Furthermore, compatibility between temperaments vary: apparently Idealists and Rationals are natural fits, because we can understand each other’s abstract way of communication and perception intuitively—deep conversations, big ideas, little appreciation for small-talk, that sort of thing. However, due to both types being rarer than concrete Guardians and Artisans (for reasons unknown, concrete communicators are roughly double in numbers than abstract communicators—we’re precious little flowers, we abstracts), those types usually have a hard time finding well-suited mates.

I, for one, have been told that if some of my male Rational friends were female I’d fall for them hard, so there’s that…

Moving on, the chapter on temperament and parenting I found interesting as well, i.e. how parents value different things in raising their children depending on their own temperaments. For example, an Artisan parent will want their child to possess many different useful skills and will try one way or another to transmit them to it (long hours at language schools and martial arts classes?);  a Guardian parent will value security and stability above all else (urging their child to settle), whereas a Rational parent will try to inspire in their child a sense independence from other people and external influence.

Where this often goes wrong is that parents not only make Pygmalion projects our of their partners, they do so for their children as well, and so typically fail to take their child’s own temperament into account when it comes to its upbringing and relevant important decisions. This can and will alienate the child and make it feel unloved or that it has to constantly prove itself, among a slew of other avoidable psychological complications and complexes.

Interestingly, as far as we can observe and Keirsey claimed, temperament is not hereditary: it is determined at birth, does not follow parental patterns and is permanent for life. It is sort of arbitrary, selected at random at “character creation”, you could say. I find that little fact absolutely fascinating: that a big part of who we are is “predetermined”, despite the term being taboo in contemporary psychology and behavioural science.

» **Data shown**:
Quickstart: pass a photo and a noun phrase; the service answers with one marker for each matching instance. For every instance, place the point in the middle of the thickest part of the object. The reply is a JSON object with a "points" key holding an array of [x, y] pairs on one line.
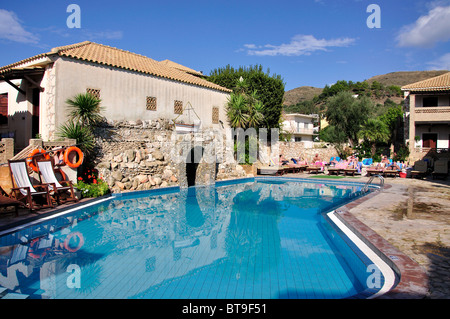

» **Set task**: Reproduce the full passage on temperament, compatibility and parenting, keeping every word and punctuation mark unchanged.

» **Response for this exercise**:
Furthermore, compatibility between temperaments vary: apparently Idealists and Rationals are natural fits, because we can understand each other’s abstract way of communication and perception intuitively—deep conversations, big ideas, little appreciation for small-talk, that sort of thing. However, due to both types being rarer than concrete Guardians and Artisans (for reasons unknown, concrete communicators are roughly double in numbers than abstract communicators—we’re precious little flowers, we abstracts), those types usually have a hard time finding well-suited mates.

I, for one, have been told that if some of my male Rational friends were female I’d fall for them hard, so there’s that…

Moving on, the chapter on temperament and parenting I found interesting as well, i.e. how parents value different things in raising their children depending on their own temperaments. For example, an Artisan parent will want their child to possess many different useful skills and will try one way or another to transmit them to it (long hours at language schools and martial arts classes?);  a Guardian parent will value security and stability above all else (urging their child to settle), whereas a Rational parent will try to inspire in their child a sense independence from other people and external influence.

Where this often goes wrong is that parents not only make Pygmalion projects our of their partners, they do so for their children as well, and so typically fail to take their child’s own temperament into account when it comes to its upbringing and relevant important decisions. This can and will alienate the child and make it feel unloved or that it has to constantly prove itself, among a slew of other avoidable psychological complications and complexes.

Interestingly, as far as we can observe and Keirsey claimed, temperament is not hereditary: it is determined at birth, does not follow parental patterns and is permanent for life. It is sort of arbitrary, selected at random at “character creation”, you could say. I find that little fact absolutely fascinating: that a big part of who we are is “predetermined”, despite the term being taboo in contemporary psychology and behavioural science.